-- start Page excerpt --

### Read training, dev and unlabeled test data

The following provides a starting code (Python 3) of how to read the labeled training and dev sentence pairs, and unlabeled test sentence pairs, into lists.

In [1]:
import csv

In [2]:
train, dev, test = [], [], []

In [3]:
with open('./data/pnli_train.csv', encoding='utf-8') as fp:
    csvreader = csv.reader(fp)
    for x in csvreader:
        # x[2] will be the label (0 or 1). x[0] and x[1] will be the sentence pairs.
        train.append(x)
print (len(train))
print (train[:3])

5983
[['Sometimes do exercise.', 'A person typically desire healthy life.', '1'], ['Who eats junk foods.', 'A person typically desire healthy life.', '0'], ['A person is sick.', 'A person typically desire healthy life.', '1']]


In [4]:
with open('./data/pnli_dev.csv', encoding='utf-8') as fp:
    csvreader = csv.reader(fp)
    for x in csvreader:
        # x[2] will be the label (0 or 1). x[0] and x[1] will be the sentence pairs.
        dev.append(x)
print (len(dev))
print (dev[:3])

1055
[['A person is looking for accuracy.', 'A person typically desires accurate results.', '1'], ['A person does not care for accuracy.', 'A person typically desires accurate results.', '0'], ['The person double checks their data.', 'A person typically desires accurate results.', '1']]


In [5]:
with open('./data/pnli_test_unlabeled.csv', encoding='utf-8') as fp:
    csvreader = csv.reader(fp)
    for x in csvreader:
        # x[0] and x[1] will be the sentence pairs.
        test.append(x)
print (len(test))
print (test[:3])

-- end Page excerpt --

**Written request A:** According to the data-loading notebook, which position in each row of the training file holds the label?

-- start The records --

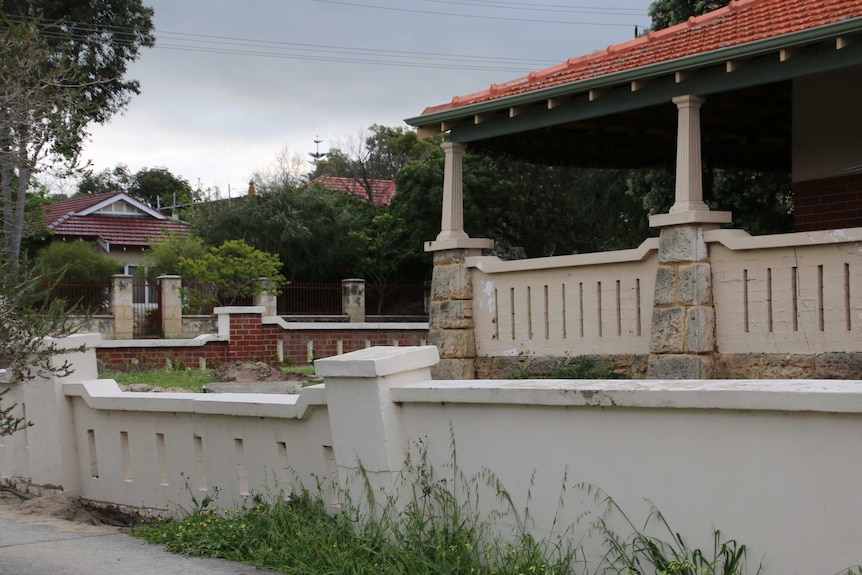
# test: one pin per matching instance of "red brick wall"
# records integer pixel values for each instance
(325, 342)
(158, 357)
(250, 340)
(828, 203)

-- end The records --
-- start The records --

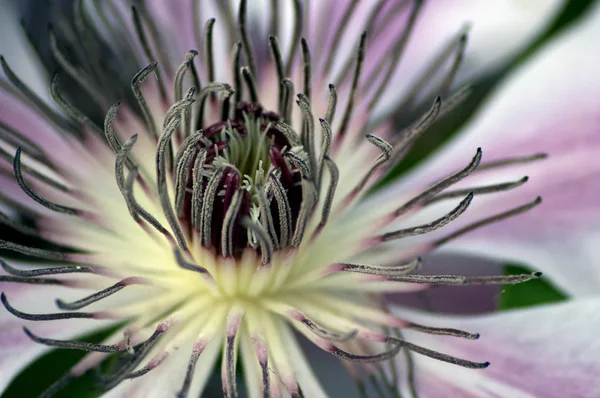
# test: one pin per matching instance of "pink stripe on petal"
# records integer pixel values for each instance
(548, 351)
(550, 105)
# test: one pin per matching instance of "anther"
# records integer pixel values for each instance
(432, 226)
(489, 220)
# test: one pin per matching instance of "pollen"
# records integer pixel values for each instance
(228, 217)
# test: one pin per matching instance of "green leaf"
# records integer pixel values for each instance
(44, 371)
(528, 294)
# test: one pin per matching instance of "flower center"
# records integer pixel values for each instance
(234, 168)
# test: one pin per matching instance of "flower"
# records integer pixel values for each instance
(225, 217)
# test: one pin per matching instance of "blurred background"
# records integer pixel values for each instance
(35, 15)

-- end The records --

**Written request B:** Count the lines of the entries that contain the string "test", treating uppercase and lowercase as different, and reply with only the number.

**Finished answer A:** The label is in x[2], and it is either 0 or 1.

**Finished answer B:** 8